** start Supplied records **

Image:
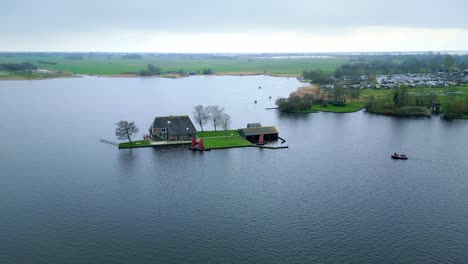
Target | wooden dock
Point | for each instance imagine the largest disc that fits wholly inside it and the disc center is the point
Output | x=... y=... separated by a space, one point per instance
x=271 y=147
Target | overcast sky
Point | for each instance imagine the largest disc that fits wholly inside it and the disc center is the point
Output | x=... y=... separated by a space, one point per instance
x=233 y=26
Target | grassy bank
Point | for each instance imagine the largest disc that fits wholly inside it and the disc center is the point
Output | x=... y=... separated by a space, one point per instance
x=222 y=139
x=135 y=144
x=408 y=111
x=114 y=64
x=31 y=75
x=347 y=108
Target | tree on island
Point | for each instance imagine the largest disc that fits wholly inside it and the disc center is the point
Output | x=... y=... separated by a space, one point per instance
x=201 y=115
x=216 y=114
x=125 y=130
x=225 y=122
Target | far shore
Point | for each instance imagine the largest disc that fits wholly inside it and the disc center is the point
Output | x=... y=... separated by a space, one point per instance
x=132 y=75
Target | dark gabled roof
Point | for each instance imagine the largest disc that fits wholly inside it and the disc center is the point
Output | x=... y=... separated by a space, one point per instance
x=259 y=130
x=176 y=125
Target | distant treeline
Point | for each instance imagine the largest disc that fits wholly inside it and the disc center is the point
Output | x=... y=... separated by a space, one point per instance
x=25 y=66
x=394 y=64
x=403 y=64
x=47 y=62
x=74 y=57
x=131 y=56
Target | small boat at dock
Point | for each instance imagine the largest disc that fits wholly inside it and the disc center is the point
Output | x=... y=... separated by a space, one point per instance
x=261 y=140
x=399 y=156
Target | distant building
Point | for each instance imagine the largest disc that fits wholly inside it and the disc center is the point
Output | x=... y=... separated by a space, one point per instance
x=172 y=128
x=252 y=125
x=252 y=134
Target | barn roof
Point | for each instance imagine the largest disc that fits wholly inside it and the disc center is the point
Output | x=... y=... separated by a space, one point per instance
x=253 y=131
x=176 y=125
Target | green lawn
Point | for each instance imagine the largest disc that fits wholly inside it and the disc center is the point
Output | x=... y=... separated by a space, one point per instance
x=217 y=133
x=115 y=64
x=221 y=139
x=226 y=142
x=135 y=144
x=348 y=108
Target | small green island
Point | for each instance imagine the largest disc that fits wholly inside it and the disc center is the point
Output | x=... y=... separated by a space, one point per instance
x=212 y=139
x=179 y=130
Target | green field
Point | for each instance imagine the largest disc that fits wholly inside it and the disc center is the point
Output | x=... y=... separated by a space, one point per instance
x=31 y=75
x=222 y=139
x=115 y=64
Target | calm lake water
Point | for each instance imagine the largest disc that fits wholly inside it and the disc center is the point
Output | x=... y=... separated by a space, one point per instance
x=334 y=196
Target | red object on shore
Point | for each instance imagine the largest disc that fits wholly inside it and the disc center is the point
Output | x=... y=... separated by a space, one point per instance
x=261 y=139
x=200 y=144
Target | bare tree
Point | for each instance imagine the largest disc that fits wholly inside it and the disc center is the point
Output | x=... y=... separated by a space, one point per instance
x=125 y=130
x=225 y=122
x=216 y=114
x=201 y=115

** end Supplied records **

- Exercise details -
Render every line of the records above as a numbered list, skipping blank lines and leaving the pictures out.

- Response to this task -
1. Image:
2. Target | wooden dock
3. Point | for each instance imagine the largest disc that fits wholly inside it and the disc center is the point
4. Output | x=... y=... separated by a space, one point per instance
5. x=271 y=147
6. Target | overcast sky
7. Point | for each instance imagine the largest disc that fits wholly inside it and the disc center is the point
8. Output | x=... y=... separated by a space, one point per instance
9. x=233 y=26
10. Target | grassy bank
11. Point | for each instance imagine the largest disc that fits wholly inside it and the disc center is the point
12. Output | x=... y=... separated by a space, one point per instance
13. x=222 y=139
14. x=135 y=144
15. x=408 y=111
16. x=114 y=64
17. x=31 y=75
18. x=347 y=108
19. Target | tree on island
20. Point | for each instance imagine the largest disc that fits wholly inside it and the disc center is the point
21. Output | x=... y=... separated by a space, one point per instance
22. x=201 y=115
23. x=216 y=114
24. x=125 y=130
25. x=225 y=122
26. Target | far shore
27. Point | for each instance imagine the largest disc that fits wholly inside it and the disc center is the point
28. Output | x=... y=... separated by a space, one point per instance
29. x=132 y=75
30. Target | dark gabled roof
31. Point | for each instance imagine the largest disc that fits wholly inside it and the disc center is the point
32. Output | x=... y=... separated by a space, one point per instance
33. x=259 y=130
34. x=176 y=125
35. Target | distant treeline
36. Point | for each instance imagine the largest disc that fits wholly inside it and the disc center is the point
37. Output | x=... y=... separated by a space, one point per instance
38. x=25 y=66
39. x=394 y=64
40. x=403 y=64
41. x=47 y=62
42. x=74 y=57
43. x=131 y=56
44. Target | small boat at dock
45. Point | for each instance imagine the largest disc that fits wholly inside it and the disc center is the point
46. Output | x=... y=... separated by a space, one point per instance
47. x=261 y=140
48. x=399 y=156
49. Target | distant building
50. Point | for each instance imagine the largest disc that fits wholly inside it and the disc center is the point
51. Output | x=... y=... separated by a space, one point per instance
52. x=172 y=128
53. x=252 y=125
54. x=252 y=134
55. Target | barn roof
56. Point | for each instance imagine the largest disc that fits wholly inside it and the disc center is the point
57. Output | x=... y=... separated by a space, one point per instance
58. x=253 y=131
59. x=176 y=125
60. Target | green lawn
61. Point | for each instance imagine the largest disc that fits wholly inside it and the disc center is the point
62. Output | x=... y=... separated by a space, one point per instance
63. x=217 y=133
64. x=115 y=64
65. x=221 y=139
66. x=226 y=142
67. x=135 y=144
68. x=348 y=108
69. Target | small green island
70. Point | for each instance imagine the largest disc that fits wholly inside it and the disc center is the point
71. Output | x=... y=... separated by a space, one point per instance
72. x=212 y=139
73. x=179 y=130
74. Target | green field
75. Point | for each instance imagine the largest disc that fits wholly inside it and the disc center is the point
76. Output | x=... y=... separated by a space, one point per instance
77. x=31 y=75
78. x=222 y=139
79. x=115 y=64
80. Target | calm lake water
81. Point | for each instance imagine the largest disc that fits wholly inside it and the disc center is the point
82. Output | x=... y=... separated by a space, one point per instance
83. x=334 y=196
84. Target | red object on shore
85. Point | for each instance imagine the largest disc that fits wholly inside it and the disc center is the point
86. Output | x=... y=... separated by a space, one point per instance
87. x=261 y=139
88. x=200 y=144
89. Target | bare tree
90. Point | for each instance imagine the largest disc that fits wholly inside it and the disc center is the point
91. Output | x=... y=... separated by a space, one point per instance
92. x=125 y=130
93. x=225 y=122
94. x=216 y=114
95. x=201 y=115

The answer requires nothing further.